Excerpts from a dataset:
++++++++
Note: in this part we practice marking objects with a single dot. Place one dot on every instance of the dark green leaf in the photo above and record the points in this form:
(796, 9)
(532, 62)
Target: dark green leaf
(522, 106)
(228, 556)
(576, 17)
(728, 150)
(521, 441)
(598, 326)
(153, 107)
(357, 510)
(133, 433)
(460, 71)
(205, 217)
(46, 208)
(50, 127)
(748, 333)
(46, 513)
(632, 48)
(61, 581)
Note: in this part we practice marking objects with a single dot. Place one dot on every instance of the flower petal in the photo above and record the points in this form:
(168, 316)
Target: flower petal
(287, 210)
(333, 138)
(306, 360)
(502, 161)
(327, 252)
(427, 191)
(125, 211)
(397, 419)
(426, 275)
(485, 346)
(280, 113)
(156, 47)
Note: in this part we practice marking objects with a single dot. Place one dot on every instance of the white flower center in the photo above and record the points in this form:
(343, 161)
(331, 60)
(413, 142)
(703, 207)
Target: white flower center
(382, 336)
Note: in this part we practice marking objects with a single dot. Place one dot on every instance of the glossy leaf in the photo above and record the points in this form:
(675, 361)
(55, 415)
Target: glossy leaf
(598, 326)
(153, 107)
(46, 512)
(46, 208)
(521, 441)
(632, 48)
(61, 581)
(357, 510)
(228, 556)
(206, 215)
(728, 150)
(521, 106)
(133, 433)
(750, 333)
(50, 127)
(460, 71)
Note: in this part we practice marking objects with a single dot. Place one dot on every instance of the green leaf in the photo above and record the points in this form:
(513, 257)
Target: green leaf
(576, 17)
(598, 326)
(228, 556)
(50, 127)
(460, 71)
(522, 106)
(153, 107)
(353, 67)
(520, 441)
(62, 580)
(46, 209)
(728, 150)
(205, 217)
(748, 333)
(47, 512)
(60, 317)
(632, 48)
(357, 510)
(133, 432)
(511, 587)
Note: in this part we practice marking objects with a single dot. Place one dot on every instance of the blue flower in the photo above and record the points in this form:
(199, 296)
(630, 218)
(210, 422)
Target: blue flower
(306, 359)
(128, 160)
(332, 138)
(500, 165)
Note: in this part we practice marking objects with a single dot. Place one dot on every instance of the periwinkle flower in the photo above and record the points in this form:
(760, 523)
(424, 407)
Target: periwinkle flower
++++++++
▸ EXERCISE OBJECTIVE: Would you restate word for word every line from the one holding "Target: flower petal" to the end of the entries, both ends included?

▸ ANSWER TO THE EXERCISE:
Target: flower petal
(287, 210)
(333, 138)
(306, 360)
(502, 161)
(327, 252)
(427, 191)
(125, 211)
(397, 419)
(426, 275)
(485, 346)
(280, 113)
(156, 47)
Note: in this part we practice marking objects with a single dot. Place one dot on every instance of the white flower center in the photo above and record the points in this form:
(343, 161)
(331, 60)
(413, 142)
(703, 207)
Target: white flower center
(382, 336)
Note: in this part we practice marking objects with a single dot. Place one dot on every instance of the glossy leaf in the photo above and record the points in this form:
(675, 361)
(55, 415)
Target: glossy leaf
(598, 326)
(153, 107)
(46, 512)
(46, 208)
(521, 441)
(632, 48)
(61, 581)
(357, 510)
(228, 556)
(206, 215)
(728, 150)
(521, 106)
(133, 433)
(750, 333)
(50, 127)
(460, 71)
Note: in this part we practice marking objects with a single dot. Place one dot on every instance of the green leaf in the photo above and record the points in this form:
(513, 257)
Target: green leaf
(576, 17)
(598, 326)
(228, 556)
(50, 127)
(460, 71)
(522, 106)
(153, 107)
(353, 67)
(520, 441)
(62, 580)
(46, 209)
(728, 150)
(205, 217)
(748, 333)
(47, 512)
(60, 317)
(632, 48)
(357, 510)
(133, 432)
(511, 587)
Note: in this part we practice marking objects with a single dot. Place one dot on every instance of the blue flower in the photo above and record the points in this form:
(199, 296)
(630, 218)
(210, 422)
Target: blue flower
(306, 359)
(128, 160)
(332, 138)
(500, 165)
Note: in this part we practice marking objects with a single dot. Place one dot on every instance of the periwinkle flower in the photo above and record the points in this form:
(760, 523)
(424, 407)
Target: periwinkle flower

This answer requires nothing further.